-- What the task requires --
Lay out every line of the entries below as a Markdown table with the columns "No." and "Text," numbering the rows and skipping blank lines. Omit the pictures.

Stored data
□ □ □

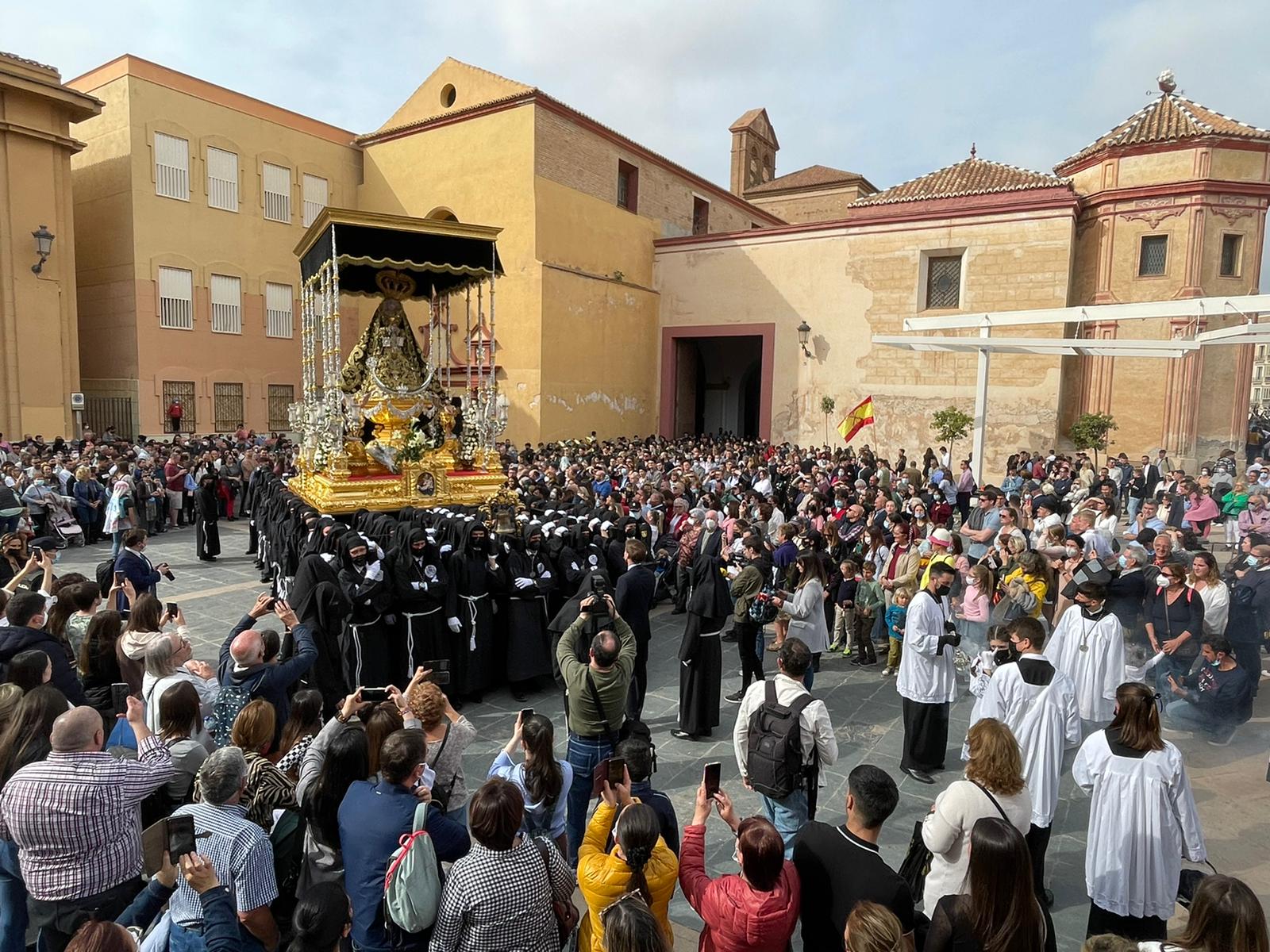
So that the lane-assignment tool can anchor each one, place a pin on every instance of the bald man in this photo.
(74, 818)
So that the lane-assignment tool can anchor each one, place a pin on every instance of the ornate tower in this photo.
(753, 152)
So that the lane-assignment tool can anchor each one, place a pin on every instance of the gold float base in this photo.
(336, 490)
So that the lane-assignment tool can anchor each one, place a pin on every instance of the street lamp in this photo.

□ □ □

-- Output for this task --
| No. | Text |
|---|---|
| 1 | So that the lane-assignment tool can anchor each one, place a pin on every instance of the bald man in this photo. |
| 2 | (74, 818) |
| 3 | So that the lane-assignment tool can anchor each one, place a pin on every instance of the ornate tower in this photo. |
| 4 | (753, 152) |
| 5 | So that the lane-assignment tool can anchor each one, place a pin on every instance of the gold float base in this photo. |
| 6 | (336, 490) |
| 7 | So that the lane-assignment tool can anchor each one, place a pin on every instance of the street lamp in this photo. |